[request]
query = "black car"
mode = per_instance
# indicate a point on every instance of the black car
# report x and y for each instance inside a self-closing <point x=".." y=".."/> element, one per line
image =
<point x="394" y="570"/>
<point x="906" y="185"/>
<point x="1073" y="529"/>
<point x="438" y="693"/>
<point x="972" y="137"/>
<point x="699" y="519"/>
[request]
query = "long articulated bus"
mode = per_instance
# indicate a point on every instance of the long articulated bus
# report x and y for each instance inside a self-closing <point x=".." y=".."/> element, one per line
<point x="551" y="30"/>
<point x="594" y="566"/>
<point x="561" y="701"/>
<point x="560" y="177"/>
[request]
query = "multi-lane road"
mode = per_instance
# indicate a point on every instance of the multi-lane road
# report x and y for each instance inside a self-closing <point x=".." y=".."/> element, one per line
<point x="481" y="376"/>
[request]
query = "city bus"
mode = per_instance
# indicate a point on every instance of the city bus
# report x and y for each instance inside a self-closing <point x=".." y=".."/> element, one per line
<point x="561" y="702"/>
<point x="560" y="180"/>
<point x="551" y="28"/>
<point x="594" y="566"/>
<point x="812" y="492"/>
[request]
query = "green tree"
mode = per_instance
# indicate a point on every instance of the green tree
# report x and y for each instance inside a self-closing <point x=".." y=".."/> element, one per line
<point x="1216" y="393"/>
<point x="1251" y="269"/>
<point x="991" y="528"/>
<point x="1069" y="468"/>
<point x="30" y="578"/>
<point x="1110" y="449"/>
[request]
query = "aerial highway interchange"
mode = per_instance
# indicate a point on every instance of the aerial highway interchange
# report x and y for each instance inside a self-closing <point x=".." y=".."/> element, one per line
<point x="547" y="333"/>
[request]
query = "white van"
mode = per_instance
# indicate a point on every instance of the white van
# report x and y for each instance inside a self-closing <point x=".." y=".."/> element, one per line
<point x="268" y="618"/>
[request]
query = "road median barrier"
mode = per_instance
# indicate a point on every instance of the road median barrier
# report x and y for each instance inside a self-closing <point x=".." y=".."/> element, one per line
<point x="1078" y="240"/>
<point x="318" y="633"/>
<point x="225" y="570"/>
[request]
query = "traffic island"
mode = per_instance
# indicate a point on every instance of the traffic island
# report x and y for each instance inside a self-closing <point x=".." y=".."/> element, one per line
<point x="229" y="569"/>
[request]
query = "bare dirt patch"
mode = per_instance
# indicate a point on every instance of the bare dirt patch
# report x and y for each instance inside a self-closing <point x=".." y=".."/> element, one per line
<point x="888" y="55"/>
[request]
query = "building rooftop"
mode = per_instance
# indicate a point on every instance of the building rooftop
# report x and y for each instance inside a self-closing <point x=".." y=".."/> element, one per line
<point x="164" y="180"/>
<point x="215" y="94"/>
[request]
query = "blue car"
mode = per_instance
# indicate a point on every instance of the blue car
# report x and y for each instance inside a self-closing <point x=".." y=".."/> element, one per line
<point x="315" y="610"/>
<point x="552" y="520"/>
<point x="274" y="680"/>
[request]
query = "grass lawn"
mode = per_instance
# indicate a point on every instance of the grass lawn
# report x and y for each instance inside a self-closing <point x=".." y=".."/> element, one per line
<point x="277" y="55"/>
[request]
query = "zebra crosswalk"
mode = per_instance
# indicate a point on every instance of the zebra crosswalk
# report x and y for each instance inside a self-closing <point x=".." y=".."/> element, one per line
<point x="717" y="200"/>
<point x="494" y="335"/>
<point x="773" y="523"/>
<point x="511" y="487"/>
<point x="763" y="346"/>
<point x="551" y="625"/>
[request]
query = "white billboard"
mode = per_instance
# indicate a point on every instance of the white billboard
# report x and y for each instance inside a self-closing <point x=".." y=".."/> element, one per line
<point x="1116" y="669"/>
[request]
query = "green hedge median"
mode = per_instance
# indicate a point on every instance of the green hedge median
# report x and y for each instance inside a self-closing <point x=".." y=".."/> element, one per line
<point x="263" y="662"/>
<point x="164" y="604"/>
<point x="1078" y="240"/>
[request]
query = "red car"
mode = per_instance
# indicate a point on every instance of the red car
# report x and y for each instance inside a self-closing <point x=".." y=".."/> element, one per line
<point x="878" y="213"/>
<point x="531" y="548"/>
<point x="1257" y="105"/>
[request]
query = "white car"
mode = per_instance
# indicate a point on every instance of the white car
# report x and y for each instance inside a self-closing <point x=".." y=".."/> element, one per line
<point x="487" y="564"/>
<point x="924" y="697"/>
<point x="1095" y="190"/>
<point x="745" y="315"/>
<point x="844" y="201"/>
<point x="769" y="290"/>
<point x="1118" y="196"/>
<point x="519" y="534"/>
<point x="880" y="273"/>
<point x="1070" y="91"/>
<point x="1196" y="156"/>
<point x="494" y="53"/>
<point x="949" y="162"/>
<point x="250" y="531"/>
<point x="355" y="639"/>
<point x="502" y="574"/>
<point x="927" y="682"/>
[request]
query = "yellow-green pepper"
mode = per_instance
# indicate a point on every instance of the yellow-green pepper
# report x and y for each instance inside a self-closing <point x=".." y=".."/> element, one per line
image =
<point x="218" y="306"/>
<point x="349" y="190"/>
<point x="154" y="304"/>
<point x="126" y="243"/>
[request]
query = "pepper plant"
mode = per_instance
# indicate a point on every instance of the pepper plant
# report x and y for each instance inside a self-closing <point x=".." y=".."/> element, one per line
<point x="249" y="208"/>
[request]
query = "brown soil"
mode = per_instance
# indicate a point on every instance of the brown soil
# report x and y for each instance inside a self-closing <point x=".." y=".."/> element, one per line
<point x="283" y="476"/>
☆ ☆ ☆ ☆ ☆ ☆ ☆
• _WHAT IS BEING ASKED_:
Which lines in the records above contain the string "long"? Find each one and copy it out in full, treating uppercase and lowercase letters as distinct.

• _RESPONSE TO THIS EXERCISE_:
query = "long articulated bus"
# indicate a point on every instance of the long articulated bus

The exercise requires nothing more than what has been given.